Passage to read:
________________________________________
If you want to contribute to DBnomics by adding support for a new data provider, or enhance an existing one, please read the dedicated sections below.
DBnomics core team is open to external contributions and we make increasing efforts to ease the contribution path. Thank you for your interest in DBnomics!
Avoid redundant work
Suppose you want to add to DBnomics a new dataset of a specific provider. To avoid double work you should first check that it is not already available in DBnomics.
Of course when adding a completely new fetcher, there is no question. But sometimes it is not as straightforward as it seems: a particular dataset can be published by a provider at different places of its website, maybe under different names, etc.
In case of doubt, just ask DBnomics community on the forum.
Only open-data or data under a permissive licence can be contributed to DBnomics.
Please double check that the licence of source data is permissive enough when writing a fetcher.
See also: Can I have my private data on DBnomics?
________________________________________
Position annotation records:

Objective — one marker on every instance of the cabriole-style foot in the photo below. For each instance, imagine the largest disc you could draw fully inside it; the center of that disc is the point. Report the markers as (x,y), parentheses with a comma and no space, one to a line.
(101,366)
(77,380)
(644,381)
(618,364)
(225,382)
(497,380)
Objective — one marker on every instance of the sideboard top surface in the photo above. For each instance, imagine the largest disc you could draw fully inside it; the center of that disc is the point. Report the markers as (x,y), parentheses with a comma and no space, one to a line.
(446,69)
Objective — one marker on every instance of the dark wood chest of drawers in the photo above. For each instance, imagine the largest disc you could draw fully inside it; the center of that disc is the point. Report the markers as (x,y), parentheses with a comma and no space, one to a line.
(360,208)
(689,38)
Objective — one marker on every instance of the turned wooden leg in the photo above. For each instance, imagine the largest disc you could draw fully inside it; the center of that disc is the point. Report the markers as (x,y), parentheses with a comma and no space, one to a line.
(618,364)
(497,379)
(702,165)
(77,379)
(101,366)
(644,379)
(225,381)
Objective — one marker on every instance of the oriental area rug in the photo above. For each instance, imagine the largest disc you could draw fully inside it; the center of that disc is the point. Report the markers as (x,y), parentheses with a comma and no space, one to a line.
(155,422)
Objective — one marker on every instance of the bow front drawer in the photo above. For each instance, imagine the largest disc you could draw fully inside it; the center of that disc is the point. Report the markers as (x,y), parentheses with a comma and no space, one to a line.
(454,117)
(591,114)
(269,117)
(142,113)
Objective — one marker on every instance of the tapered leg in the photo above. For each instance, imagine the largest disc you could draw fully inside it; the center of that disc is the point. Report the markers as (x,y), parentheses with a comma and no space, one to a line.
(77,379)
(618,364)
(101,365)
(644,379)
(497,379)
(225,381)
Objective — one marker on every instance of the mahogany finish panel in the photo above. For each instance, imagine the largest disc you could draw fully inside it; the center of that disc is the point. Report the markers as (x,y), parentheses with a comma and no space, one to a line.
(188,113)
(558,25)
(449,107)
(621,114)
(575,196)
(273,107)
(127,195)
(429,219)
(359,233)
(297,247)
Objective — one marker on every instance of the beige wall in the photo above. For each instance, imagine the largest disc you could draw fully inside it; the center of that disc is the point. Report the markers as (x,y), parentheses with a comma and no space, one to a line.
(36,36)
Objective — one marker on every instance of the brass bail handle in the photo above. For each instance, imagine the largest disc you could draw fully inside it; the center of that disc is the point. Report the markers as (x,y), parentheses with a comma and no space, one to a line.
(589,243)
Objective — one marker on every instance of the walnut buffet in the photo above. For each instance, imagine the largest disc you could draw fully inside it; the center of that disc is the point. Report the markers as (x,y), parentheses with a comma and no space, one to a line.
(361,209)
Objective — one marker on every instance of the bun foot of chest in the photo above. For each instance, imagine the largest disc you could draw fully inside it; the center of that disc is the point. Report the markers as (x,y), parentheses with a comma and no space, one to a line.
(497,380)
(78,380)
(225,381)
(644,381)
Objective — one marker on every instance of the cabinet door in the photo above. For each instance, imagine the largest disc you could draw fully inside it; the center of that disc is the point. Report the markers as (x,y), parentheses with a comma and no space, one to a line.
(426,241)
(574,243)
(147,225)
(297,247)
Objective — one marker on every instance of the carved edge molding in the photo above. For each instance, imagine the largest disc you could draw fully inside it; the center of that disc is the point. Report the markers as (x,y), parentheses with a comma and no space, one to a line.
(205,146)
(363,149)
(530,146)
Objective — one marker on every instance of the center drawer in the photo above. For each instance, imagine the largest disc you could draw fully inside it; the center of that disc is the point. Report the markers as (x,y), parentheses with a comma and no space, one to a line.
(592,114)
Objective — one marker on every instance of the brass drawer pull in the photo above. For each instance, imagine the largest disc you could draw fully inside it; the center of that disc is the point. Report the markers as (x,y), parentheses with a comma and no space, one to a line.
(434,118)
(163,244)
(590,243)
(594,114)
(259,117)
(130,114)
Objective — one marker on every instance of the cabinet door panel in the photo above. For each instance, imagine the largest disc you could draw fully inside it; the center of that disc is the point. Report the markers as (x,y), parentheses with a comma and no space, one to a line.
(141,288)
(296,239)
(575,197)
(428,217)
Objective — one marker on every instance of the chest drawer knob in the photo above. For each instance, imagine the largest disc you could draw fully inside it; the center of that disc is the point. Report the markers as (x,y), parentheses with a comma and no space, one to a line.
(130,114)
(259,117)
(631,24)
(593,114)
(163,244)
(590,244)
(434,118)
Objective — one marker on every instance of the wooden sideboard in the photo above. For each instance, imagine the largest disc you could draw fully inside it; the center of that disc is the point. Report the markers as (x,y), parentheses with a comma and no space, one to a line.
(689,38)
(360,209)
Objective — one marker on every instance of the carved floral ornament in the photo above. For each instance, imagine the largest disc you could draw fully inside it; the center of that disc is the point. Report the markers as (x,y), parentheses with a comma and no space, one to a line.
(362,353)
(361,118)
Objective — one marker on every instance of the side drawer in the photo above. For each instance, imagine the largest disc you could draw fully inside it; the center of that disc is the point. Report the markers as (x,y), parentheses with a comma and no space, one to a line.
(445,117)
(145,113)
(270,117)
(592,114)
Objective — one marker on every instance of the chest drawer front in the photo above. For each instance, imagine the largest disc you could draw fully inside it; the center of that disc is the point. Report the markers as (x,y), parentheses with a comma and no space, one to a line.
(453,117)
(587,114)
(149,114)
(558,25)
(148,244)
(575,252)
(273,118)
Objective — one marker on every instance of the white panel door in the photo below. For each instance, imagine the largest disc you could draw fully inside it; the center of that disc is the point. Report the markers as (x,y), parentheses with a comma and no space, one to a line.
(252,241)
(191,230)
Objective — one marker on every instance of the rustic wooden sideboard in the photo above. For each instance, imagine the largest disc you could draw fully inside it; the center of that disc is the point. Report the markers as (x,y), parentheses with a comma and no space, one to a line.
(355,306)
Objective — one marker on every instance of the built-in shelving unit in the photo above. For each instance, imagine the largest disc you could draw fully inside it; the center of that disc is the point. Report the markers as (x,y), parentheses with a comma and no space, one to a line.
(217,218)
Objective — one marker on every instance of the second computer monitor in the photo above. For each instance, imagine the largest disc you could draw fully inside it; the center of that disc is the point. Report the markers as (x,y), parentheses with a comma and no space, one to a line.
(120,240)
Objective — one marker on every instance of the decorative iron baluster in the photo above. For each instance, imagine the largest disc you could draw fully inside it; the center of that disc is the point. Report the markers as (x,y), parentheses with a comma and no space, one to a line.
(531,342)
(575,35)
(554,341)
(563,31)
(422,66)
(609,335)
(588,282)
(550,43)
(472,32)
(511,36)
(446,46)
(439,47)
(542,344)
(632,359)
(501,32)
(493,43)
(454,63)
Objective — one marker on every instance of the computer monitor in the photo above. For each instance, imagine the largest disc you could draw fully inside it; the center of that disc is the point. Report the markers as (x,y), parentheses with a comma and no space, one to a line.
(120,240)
________________________________________
Jobs:
**a.** Answer these questions from the DBnomics contribution guide:
(i) Where should someone in doubt ask the DBnomics community?
(ii) What kinds of data are the only ones that can be contributed to DBnomics?
(iii) Before adding a new dataset of a specific provider, what should you first check?
**b.** Show every line of the entries that contains the string "turned". Case counts.

Final results:
**a.**
(i) On the forum.
(ii) Open data or data under a permissive licence.
(iii) That it is not already available in DBnomics.

**b.**
Objective — one marker on every instance of the turned wooden leg in the photo above. For each instance, imagine the largest disc you could draw fully inside it; the center of that disc is the point. Report the markers as (x,y), parentheses with a comma and no space, one to a line.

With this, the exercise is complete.